Data extract:

---

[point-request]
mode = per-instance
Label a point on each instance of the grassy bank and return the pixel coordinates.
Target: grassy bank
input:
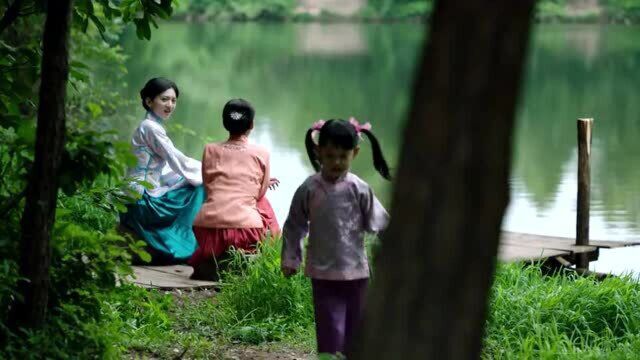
(564, 11)
(531, 316)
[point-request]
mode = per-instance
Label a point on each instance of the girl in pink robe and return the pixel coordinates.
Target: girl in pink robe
(236, 177)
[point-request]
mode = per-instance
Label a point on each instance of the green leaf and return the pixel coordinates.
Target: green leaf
(95, 109)
(144, 256)
(97, 22)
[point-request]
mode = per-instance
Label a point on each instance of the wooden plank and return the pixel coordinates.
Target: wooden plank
(536, 243)
(157, 278)
(551, 241)
(171, 269)
(508, 253)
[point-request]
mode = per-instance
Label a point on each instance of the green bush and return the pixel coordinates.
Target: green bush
(258, 304)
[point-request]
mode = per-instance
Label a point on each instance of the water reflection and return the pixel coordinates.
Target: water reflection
(295, 74)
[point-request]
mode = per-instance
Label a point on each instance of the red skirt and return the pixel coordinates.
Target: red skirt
(213, 242)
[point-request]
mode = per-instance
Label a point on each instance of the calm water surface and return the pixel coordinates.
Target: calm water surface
(295, 74)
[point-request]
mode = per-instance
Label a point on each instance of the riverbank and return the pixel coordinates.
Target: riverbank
(548, 11)
(260, 314)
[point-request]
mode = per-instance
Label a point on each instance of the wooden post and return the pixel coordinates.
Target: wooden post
(584, 188)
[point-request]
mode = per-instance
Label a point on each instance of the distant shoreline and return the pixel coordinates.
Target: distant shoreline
(195, 18)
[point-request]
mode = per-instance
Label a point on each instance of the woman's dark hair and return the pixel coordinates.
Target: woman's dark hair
(237, 116)
(155, 87)
(342, 134)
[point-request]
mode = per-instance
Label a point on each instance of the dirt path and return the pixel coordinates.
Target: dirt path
(244, 352)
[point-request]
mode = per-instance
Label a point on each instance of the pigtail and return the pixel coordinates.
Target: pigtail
(311, 150)
(378, 159)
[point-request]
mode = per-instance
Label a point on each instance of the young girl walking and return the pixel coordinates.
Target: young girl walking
(335, 208)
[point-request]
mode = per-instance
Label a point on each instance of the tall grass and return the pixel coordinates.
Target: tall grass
(258, 304)
(538, 316)
(531, 315)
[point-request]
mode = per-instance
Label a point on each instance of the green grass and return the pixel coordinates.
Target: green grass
(531, 315)
(538, 316)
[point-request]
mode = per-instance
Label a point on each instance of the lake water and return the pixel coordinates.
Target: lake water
(295, 74)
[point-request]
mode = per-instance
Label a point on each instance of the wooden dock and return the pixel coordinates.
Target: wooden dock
(529, 247)
(513, 247)
(168, 277)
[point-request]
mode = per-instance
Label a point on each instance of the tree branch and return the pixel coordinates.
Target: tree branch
(12, 203)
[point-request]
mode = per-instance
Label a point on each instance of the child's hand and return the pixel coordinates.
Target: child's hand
(288, 271)
(273, 183)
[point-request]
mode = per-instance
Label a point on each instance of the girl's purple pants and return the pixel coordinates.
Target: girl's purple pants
(338, 309)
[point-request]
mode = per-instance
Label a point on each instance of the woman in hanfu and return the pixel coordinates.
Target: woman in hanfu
(163, 216)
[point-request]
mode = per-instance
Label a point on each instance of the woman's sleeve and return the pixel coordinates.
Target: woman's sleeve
(376, 217)
(190, 169)
(266, 177)
(295, 229)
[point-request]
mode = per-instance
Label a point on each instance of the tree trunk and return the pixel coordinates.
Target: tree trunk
(434, 269)
(10, 15)
(40, 204)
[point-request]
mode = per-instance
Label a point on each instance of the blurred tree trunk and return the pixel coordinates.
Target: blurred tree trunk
(434, 270)
(40, 203)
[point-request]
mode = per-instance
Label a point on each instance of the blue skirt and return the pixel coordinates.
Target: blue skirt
(165, 222)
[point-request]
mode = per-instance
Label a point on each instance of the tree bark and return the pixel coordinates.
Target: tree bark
(10, 15)
(434, 270)
(42, 189)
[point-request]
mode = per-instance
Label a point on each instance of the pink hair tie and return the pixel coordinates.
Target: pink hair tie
(317, 125)
(359, 128)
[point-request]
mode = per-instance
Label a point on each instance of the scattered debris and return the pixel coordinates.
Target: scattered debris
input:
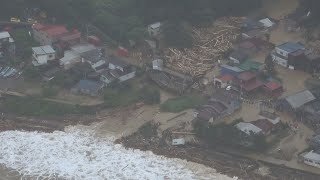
(210, 45)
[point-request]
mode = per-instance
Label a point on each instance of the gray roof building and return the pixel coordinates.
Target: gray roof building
(248, 128)
(42, 50)
(300, 99)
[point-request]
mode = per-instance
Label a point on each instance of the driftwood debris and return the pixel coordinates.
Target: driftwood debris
(210, 44)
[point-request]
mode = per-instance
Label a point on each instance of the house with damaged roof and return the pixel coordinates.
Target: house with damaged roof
(217, 108)
(42, 55)
(119, 70)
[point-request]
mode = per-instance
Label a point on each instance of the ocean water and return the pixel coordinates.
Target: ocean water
(78, 154)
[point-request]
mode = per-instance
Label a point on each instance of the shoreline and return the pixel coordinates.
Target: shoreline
(233, 165)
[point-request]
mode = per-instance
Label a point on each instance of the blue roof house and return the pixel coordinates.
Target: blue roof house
(281, 53)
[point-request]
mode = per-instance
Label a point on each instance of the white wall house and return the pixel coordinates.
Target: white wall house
(41, 55)
(282, 51)
(154, 29)
(69, 59)
(118, 69)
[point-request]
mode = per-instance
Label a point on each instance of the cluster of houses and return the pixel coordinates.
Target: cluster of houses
(218, 107)
(244, 79)
(295, 56)
(64, 49)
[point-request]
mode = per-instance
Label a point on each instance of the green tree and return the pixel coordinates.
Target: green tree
(270, 66)
(150, 95)
(260, 142)
(49, 91)
(32, 73)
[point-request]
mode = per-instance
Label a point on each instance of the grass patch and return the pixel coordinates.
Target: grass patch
(182, 103)
(30, 106)
(126, 94)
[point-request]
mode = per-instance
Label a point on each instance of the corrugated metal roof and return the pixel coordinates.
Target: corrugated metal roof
(69, 56)
(233, 68)
(43, 50)
(291, 46)
(267, 22)
(248, 128)
(155, 25)
(82, 48)
(4, 34)
(300, 99)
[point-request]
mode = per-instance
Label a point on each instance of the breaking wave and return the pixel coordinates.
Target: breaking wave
(79, 154)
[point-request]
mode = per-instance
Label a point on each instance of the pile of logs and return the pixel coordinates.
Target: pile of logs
(314, 46)
(210, 44)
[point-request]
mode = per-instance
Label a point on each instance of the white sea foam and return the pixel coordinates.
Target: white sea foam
(78, 154)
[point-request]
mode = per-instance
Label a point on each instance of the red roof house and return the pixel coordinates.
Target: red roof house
(225, 77)
(223, 80)
(273, 88)
(247, 76)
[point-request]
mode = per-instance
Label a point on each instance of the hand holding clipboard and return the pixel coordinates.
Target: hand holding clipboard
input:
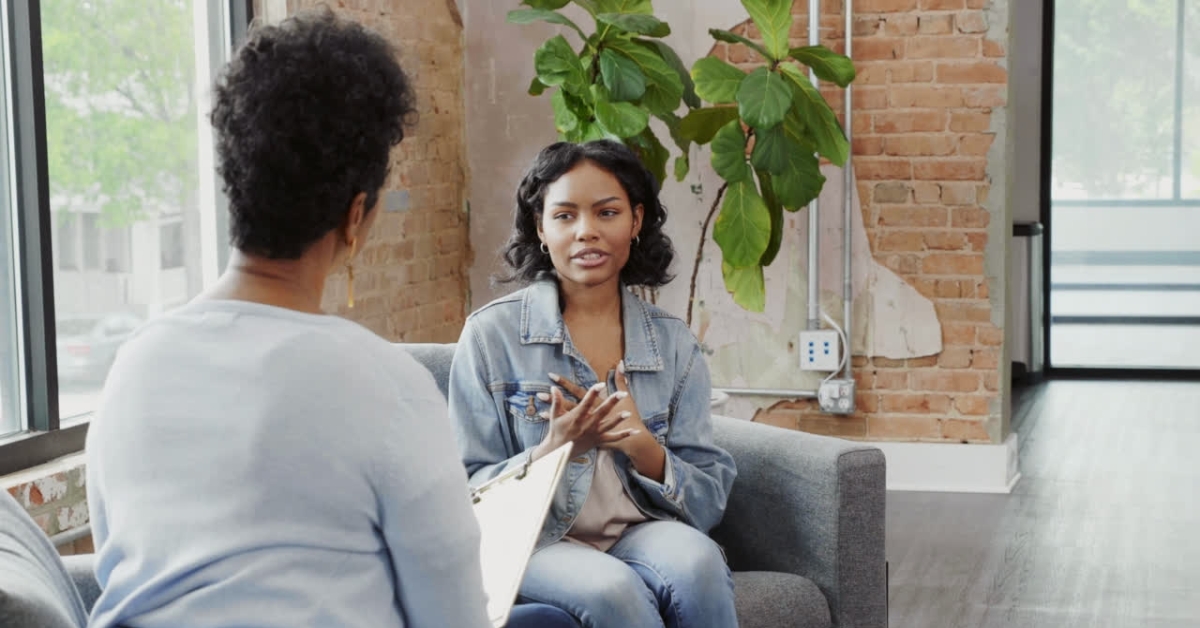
(510, 510)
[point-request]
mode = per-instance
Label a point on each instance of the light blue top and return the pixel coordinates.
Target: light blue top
(252, 466)
(502, 362)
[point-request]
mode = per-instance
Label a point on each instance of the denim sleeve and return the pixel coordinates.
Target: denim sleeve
(699, 473)
(481, 431)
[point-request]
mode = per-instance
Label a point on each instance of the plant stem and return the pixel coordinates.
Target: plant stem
(700, 251)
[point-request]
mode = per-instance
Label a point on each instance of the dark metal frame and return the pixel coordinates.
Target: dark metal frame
(47, 437)
(1050, 370)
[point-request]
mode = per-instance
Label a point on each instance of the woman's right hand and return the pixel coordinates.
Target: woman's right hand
(586, 424)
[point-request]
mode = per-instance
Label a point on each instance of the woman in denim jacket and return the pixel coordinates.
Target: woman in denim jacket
(575, 357)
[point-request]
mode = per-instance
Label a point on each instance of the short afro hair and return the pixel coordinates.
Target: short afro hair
(651, 256)
(305, 117)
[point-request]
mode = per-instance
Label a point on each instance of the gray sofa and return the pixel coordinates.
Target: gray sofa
(803, 533)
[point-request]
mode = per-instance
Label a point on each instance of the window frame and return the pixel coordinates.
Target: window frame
(46, 436)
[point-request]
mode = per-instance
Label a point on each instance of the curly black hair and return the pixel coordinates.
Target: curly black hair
(305, 117)
(651, 256)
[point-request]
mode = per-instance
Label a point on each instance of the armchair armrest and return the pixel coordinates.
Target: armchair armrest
(810, 506)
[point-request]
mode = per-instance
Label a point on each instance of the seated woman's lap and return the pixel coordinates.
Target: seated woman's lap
(658, 567)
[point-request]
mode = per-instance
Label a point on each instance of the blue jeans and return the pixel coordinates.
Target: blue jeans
(539, 616)
(660, 573)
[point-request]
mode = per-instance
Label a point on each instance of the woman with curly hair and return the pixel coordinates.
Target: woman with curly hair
(575, 357)
(255, 461)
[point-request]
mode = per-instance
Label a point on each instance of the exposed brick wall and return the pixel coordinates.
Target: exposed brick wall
(57, 500)
(411, 280)
(929, 78)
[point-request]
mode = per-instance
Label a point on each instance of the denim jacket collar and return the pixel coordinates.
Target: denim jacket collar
(541, 321)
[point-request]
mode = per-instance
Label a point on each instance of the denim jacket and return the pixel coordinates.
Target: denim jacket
(502, 362)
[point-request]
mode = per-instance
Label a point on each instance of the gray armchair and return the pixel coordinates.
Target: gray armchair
(804, 526)
(803, 534)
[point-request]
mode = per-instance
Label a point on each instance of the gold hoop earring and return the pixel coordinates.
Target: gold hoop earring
(349, 271)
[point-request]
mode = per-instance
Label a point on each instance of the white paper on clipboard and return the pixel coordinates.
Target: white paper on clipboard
(510, 510)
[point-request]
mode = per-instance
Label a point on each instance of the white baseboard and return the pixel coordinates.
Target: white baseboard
(940, 467)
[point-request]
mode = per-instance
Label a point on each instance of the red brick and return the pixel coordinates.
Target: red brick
(901, 240)
(935, 24)
(879, 48)
(971, 72)
(972, 405)
(970, 217)
(869, 168)
(912, 216)
(913, 404)
(958, 334)
(946, 240)
(919, 144)
(965, 430)
(883, 6)
(953, 264)
(942, 47)
(898, 428)
(927, 96)
(910, 121)
(955, 169)
(927, 192)
(940, 380)
(970, 121)
(901, 24)
(959, 193)
(991, 336)
(988, 96)
(971, 22)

---

Locate every line in the items above that contains the word "corrugated" and copy each such line in full. Matching is case-sensitive.

Solution:
Label a point on each instance of the corrugated metal roof and return the pixel coordinates.
Target: corrugated metal roof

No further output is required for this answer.